**YOUR INSTRUCTIONS**
Without including any pictures, please copy every entry below exactly.

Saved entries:
⟨

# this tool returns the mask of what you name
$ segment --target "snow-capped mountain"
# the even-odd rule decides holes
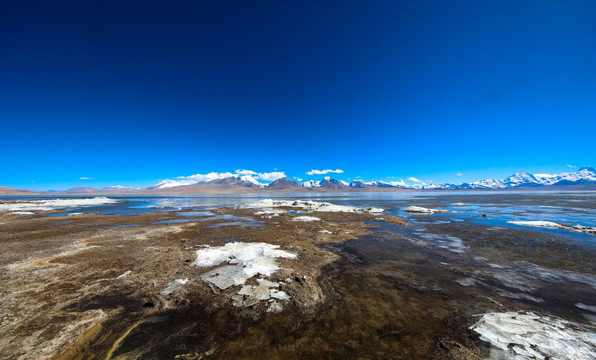
[[[458,185],[458,189],[508,189],[515,187],[568,186],[594,183],[596,169],[583,167],[578,171],[562,174],[528,174],[518,172],[505,179],[482,180]]]
[[[311,180],[312,181],[312,180]],[[517,172],[504,179],[486,179],[461,185],[453,184],[407,184],[400,181],[369,181],[353,180],[350,188],[396,188],[411,190],[474,190],[474,189],[511,189],[544,186],[577,186],[588,185],[596,188],[596,169],[583,167],[578,171],[562,174],[529,174]],[[306,185],[305,185],[306,186]]]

⟩

**EXERCISE SOLUTION**
# this tool returns the mask of what you name
$ segment --target "snow-capped mountain"
# the even-odd rule decides holes
[[[458,185],[458,189],[508,189],[515,187],[568,186],[594,183],[596,169],[583,167],[578,171],[562,174],[528,174],[518,172],[505,179],[482,180]]]
[[[311,180],[312,181],[312,180]],[[517,172],[504,179],[486,179],[461,185],[453,184],[407,184],[400,181],[369,181],[353,180],[350,188],[396,188],[411,190],[474,190],[474,189],[511,189],[544,186],[577,186],[588,185],[596,188],[596,169],[583,167],[578,171],[562,174],[529,174]],[[306,185],[305,185],[306,186]]]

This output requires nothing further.